- WRITTEN REQUEST 1:
In the dating blog post, how long did Rob say he had been divorced?
- WRITTEN REQUEST 2:
Please transcribe the dating blog post word for word, starting at "Diary: A Week" and ending at "Oh foolish heart.".

──────── QUOTED PASSAGE ────────

The first person to speak was Rob, a 50-something man who said he’d been divorced 5 years. “I’ve learned that women who are online don’t seem to want to meet. They’re stuck emailing and they keep asking me questions. I feel like I’m being interrogated.”

There was general nodding of heads and smiling. “I feel that men are the same way,” said Irma, a 40ish woman. “But they don’t ask good questions. It’s ‘how’d you get so beautiful?’ and ‘how long have you been on this site?’ No one seems to read my profile. I could say I was a mass murderer and the men wouldn’t notice.”

“My problem is when we meet,” said Rachel, a woman who could have been anywhere from 55 to 65. “I’ve learned that no matter how well you connect on the phone or in email, it’s what happens in person that matters. I don’t get too excited in advance any more because most of the time, the guys look much worse and much older than their pictures.”

A 30ish man who introduced himself as Hank said, “I’ve learned that I don’t like online dating. I actually came here to see if I could meet women,” he said with a grin. “I don’t have time for the dating sites but I use Tinder and just started using Bumble because there’s less work. Sometimes I hook up with someone but I think a lot of the profiles are fake.”

Helen, a woman in her 70s (go Helen), laughed. “I almost don’t believe it when someone is not a fake. I’ve never had anyone ask me for money but stolen pictures are everywhere. They must think women are idiots. Google image search is my friend.”

Then Janet turned to me. “Nadia, what have you learned?” She asked.

I sipped my water and took a few seconds to gather my thoughts. After listening to the mostly negative comments, I realized I might be jaded but I still have hope. I explained that I had learned to expect the unexpected. To suffer through long dry spells followed by an out-of-the-blue increase in romantic possibilities…only to have them fall apart right away or over the course of a few weeks. Rinse and repeat. I told the group that, just as all types of problems have suddenly appeared in my life, I hold on to the hope that good things will also spontaneously occur. It just seems to be the way things work. The law of nothing is static.

Janet thanked me for my comment and we continued around the room. My attention drifted away as a text from a first date appeared on my phone. It looks like this latest dry spell might be over.

Until next week, happy dating or not dating.

XXXOOO

Nadia

 

 

 

 

Diary: A Week without Dating Apps

blog pix week without dating apps

Monday morning:

I deleted all of my dating apps and hid my profile on the dating sites I belong to. Feeling both free in a good way and strangely untethered in a bad way. To motivate myself, I made a schedule of activities for the week. The hope is that I will get out of the house more and possibly meet men in real life. Oh foolish heart.

──────── DATA ────────

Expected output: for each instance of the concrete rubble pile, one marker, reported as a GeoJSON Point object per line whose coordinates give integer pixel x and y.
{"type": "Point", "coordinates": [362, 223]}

────────

- OUTPUT 1:
Five years.

- OUTPUT 2:
Diary: A Week without Dating Apps

blog pix week without dating apps

Monday morning:

I deleted all of my dating apps and hid my profile on the dating sites I belong to. Feeling both free in a good way and strangely untethered in a bad way. To motivate myself, I made a schedule of activities for the week. The hope is that I will get out of the house more and possibly meet men in real life. Oh foolish heart.